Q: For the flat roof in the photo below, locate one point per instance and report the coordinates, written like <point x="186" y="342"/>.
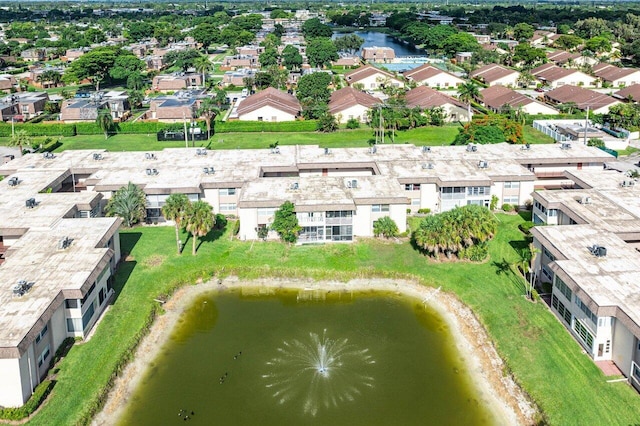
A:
<point x="55" y="274"/>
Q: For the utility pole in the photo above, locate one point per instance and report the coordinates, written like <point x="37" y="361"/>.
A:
<point x="186" y="137"/>
<point x="586" y="124"/>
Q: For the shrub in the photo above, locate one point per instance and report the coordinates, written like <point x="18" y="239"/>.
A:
<point x="352" y="123"/>
<point x="221" y="221"/>
<point x="525" y="227"/>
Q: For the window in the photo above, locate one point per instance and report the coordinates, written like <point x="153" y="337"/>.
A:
<point x="227" y="207"/>
<point x="74" y="325"/>
<point x="379" y="208"/>
<point x="510" y="200"/>
<point x="583" y="333"/>
<point x="42" y="333"/>
<point x="478" y="190"/>
<point x="72" y="303"/>
<point x="564" y="289"/>
<point x="590" y="315"/>
<point x="43" y="356"/>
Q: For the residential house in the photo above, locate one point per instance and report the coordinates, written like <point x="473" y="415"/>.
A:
<point x="33" y="55"/>
<point x="84" y="109"/>
<point x="427" y="98"/>
<point x="349" y="103"/>
<point x="270" y="105"/>
<point x="629" y="93"/>
<point x="428" y="75"/>
<point x="237" y="77"/>
<point x="177" y="81"/>
<point x="493" y="74"/>
<point x="553" y="76"/>
<point x="378" y="54"/>
<point x="372" y="78"/>
<point x="598" y="103"/>
<point x="22" y="106"/>
<point x="616" y="76"/>
<point x="176" y="108"/>
<point x="497" y="98"/>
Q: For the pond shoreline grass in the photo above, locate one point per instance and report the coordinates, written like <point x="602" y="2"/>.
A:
<point x="538" y="351"/>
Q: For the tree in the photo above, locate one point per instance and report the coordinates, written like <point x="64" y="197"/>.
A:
<point x="94" y="65"/>
<point x="386" y="227"/>
<point x="568" y="41"/>
<point x="175" y="209"/>
<point x="327" y="122"/>
<point x="350" y="43"/>
<point x="285" y="223"/>
<point x="523" y="31"/>
<point x="209" y="111"/>
<point x="313" y="28"/>
<point x="268" y="57"/>
<point x="291" y="57"/>
<point x="20" y="138"/>
<point x="206" y="34"/>
<point x="468" y="92"/>
<point x="199" y="220"/>
<point x="105" y="121"/>
<point x="460" y="42"/>
<point x="203" y="65"/>
<point x="129" y="203"/>
<point x="321" y="52"/>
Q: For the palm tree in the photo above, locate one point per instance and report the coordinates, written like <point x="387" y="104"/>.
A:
<point x="203" y="65"/>
<point x="129" y="203"/>
<point x="174" y="209"/>
<point x="199" y="221"/>
<point x="105" y="121"/>
<point x="209" y="111"/>
<point x="468" y="91"/>
<point x="20" y="138"/>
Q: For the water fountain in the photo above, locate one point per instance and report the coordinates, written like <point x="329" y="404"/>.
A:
<point x="319" y="373"/>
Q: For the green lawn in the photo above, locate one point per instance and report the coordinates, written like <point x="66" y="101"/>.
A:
<point x="535" y="346"/>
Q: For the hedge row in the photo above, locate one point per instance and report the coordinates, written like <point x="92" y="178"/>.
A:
<point x="142" y="127"/>
<point x="261" y="126"/>
<point x="39" y="394"/>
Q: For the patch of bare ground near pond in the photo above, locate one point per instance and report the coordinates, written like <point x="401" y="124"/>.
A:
<point x="495" y="389"/>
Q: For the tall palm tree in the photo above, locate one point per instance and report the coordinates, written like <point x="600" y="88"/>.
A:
<point x="174" y="209"/>
<point x="468" y="91"/>
<point x="105" y="121"/>
<point x="209" y="111"/>
<point x="20" y="138"/>
<point x="129" y="203"/>
<point x="203" y="65"/>
<point x="199" y="220"/>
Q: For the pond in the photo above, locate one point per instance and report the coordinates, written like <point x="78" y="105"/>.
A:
<point x="380" y="39"/>
<point x="336" y="358"/>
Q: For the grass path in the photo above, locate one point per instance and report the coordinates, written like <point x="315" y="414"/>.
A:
<point x="535" y="346"/>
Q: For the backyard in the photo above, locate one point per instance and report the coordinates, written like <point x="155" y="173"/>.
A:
<point x="537" y="349"/>
<point x="344" y="138"/>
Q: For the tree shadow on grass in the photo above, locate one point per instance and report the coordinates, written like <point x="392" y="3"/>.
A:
<point x="505" y="268"/>
<point x="126" y="265"/>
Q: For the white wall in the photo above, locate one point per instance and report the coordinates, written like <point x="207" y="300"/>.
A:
<point x="267" y="113"/>
<point x="623" y="347"/>
<point x="12" y="392"/>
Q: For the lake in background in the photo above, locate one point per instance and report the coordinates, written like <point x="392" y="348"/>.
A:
<point x="283" y="359"/>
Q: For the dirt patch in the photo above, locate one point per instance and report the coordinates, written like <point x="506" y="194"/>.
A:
<point x="496" y="390"/>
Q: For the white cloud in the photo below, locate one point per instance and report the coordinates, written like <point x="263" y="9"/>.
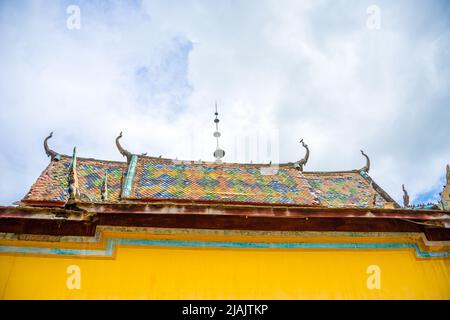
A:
<point x="309" y="69"/>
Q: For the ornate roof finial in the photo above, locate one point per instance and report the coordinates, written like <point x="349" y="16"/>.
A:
<point x="405" y="197"/>
<point x="74" y="192"/>
<point x="301" y="163"/>
<point x="104" y="189"/>
<point x="366" y="168"/>
<point x="124" y="152"/>
<point x="50" y="153"/>
<point x="218" y="153"/>
<point x="448" y="174"/>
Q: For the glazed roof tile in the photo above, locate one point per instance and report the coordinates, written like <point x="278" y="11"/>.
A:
<point x="170" y="180"/>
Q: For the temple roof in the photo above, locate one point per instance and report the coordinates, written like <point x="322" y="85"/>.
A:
<point x="147" y="179"/>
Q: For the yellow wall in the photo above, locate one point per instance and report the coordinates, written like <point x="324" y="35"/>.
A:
<point x="205" y="273"/>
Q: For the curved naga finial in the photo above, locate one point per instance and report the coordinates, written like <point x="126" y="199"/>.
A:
<point x="366" y="168"/>
<point x="50" y="153"/>
<point x="405" y="197"/>
<point x="301" y="163"/>
<point x="124" y="152"/>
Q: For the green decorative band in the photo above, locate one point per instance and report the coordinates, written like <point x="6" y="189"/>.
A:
<point x="111" y="244"/>
<point x="130" y="177"/>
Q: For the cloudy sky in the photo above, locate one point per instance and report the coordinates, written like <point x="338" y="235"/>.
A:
<point x="343" y="75"/>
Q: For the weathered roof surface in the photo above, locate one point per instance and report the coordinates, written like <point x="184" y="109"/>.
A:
<point x="344" y="189"/>
<point x="165" y="179"/>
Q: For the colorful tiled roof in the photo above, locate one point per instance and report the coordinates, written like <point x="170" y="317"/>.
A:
<point x="155" y="179"/>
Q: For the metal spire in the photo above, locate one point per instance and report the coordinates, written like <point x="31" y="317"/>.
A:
<point x="219" y="153"/>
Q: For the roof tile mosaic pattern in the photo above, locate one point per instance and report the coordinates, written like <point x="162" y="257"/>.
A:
<point x="162" y="179"/>
<point x="344" y="189"/>
<point x="213" y="182"/>
<point x="52" y="184"/>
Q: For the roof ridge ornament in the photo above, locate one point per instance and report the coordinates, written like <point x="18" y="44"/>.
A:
<point x="448" y="174"/>
<point x="50" y="153"/>
<point x="405" y="197"/>
<point x="218" y="153"/>
<point x="104" y="189"/>
<point x="301" y="163"/>
<point x="366" y="168"/>
<point x="74" y="191"/>
<point x="123" y="151"/>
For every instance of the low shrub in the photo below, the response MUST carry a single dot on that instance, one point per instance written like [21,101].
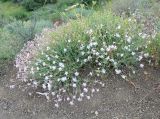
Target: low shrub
[85,48]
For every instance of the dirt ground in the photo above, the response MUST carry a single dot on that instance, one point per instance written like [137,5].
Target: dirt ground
[118,100]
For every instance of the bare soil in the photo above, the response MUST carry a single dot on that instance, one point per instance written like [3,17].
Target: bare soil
[118,100]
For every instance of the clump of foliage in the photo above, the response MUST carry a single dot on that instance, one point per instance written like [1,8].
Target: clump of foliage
[95,45]
[9,9]
[154,49]
[10,45]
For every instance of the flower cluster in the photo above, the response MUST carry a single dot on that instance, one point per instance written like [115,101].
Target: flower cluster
[71,69]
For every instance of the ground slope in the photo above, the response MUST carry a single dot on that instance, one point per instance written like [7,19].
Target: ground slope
[118,100]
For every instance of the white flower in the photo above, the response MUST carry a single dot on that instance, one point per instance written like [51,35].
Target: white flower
[69,40]
[118,27]
[118,71]
[79,99]
[63,79]
[74,79]
[65,50]
[96,113]
[93,90]
[44,64]
[133,53]
[53,93]
[46,77]
[129,39]
[140,58]
[56,105]
[68,99]
[121,55]
[76,73]
[74,85]
[82,53]
[84,84]
[97,90]
[117,35]
[37,68]
[90,73]
[48,48]
[44,86]
[123,76]
[60,68]
[53,67]
[66,73]
[82,94]
[49,86]
[71,103]
[102,49]
[56,56]
[88,97]
[146,55]
[74,97]
[141,65]
[103,71]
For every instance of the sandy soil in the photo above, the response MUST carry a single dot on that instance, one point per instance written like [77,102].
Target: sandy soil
[118,100]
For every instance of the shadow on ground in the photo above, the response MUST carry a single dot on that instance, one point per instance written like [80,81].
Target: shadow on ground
[118,100]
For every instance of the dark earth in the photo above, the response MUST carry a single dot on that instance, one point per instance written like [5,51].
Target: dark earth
[118,100]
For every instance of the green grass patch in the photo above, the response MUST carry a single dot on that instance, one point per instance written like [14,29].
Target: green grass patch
[9,9]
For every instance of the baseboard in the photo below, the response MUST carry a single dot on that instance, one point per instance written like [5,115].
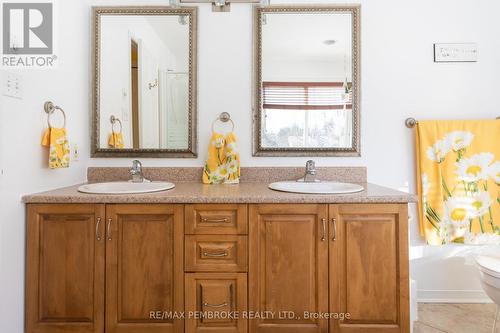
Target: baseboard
[452,296]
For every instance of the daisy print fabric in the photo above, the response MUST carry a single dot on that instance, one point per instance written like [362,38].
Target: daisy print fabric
[223,162]
[458,168]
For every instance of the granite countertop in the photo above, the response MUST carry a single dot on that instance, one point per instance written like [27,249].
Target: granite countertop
[252,188]
[195,192]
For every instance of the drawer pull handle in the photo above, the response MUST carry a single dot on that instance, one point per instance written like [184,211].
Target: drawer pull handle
[223,220]
[215,305]
[216,255]
[97,233]
[323,222]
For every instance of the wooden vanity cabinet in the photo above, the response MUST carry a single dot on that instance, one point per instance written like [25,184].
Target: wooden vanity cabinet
[96,268]
[359,268]
[136,268]
[369,268]
[144,268]
[65,268]
[288,267]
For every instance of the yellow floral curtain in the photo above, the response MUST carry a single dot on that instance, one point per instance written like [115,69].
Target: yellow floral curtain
[458,168]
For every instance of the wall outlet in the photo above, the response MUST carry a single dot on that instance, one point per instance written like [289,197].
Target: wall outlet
[13,86]
[75,153]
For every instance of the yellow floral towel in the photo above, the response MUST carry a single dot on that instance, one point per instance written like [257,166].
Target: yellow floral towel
[116,141]
[223,163]
[458,168]
[59,152]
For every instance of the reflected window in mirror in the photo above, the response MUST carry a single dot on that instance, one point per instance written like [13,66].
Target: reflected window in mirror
[307,81]
[145,77]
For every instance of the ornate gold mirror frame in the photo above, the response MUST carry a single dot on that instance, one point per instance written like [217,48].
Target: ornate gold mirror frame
[258,149]
[97,13]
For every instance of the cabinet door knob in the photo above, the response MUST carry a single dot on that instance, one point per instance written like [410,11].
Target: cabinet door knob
[323,222]
[97,233]
[334,221]
[108,229]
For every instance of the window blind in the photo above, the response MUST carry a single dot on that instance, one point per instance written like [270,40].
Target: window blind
[305,96]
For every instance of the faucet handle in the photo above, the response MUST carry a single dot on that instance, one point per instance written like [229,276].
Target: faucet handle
[310,165]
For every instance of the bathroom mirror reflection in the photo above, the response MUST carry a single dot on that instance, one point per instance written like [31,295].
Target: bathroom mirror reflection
[144,96]
[307,81]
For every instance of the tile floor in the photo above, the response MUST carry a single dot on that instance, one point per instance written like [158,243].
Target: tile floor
[455,318]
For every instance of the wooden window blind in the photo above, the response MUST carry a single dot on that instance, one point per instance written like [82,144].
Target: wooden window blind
[305,96]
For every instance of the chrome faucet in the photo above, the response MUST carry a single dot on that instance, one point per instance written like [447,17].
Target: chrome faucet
[136,172]
[310,175]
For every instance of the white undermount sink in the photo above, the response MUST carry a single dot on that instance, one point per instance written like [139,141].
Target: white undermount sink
[125,187]
[316,187]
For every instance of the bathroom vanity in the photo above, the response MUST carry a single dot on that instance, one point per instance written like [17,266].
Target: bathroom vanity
[265,261]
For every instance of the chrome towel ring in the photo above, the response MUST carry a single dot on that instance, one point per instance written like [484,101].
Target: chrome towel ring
[223,117]
[113,121]
[49,108]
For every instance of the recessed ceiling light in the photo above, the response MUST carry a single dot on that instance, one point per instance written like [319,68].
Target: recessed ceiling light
[330,42]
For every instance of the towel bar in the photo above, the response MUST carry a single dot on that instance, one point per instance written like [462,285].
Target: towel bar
[49,108]
[223,117]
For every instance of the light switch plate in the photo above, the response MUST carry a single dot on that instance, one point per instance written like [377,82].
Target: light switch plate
[13,86]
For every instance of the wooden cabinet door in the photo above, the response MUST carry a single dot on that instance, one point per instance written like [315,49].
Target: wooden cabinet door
[369,268]
[65,268]
[288,269]
[144,268]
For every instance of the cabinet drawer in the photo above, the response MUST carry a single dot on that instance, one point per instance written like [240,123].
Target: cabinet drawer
[205,253]
[216,219]
[217,300]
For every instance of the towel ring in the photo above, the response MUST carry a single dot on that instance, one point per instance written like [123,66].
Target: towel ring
[223,117]
[115,120]
[49,108]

****************************************

[Activity] Nothing but a number is expected: how many lines in the data above hold the word "roof".

[Output of the exercise] 8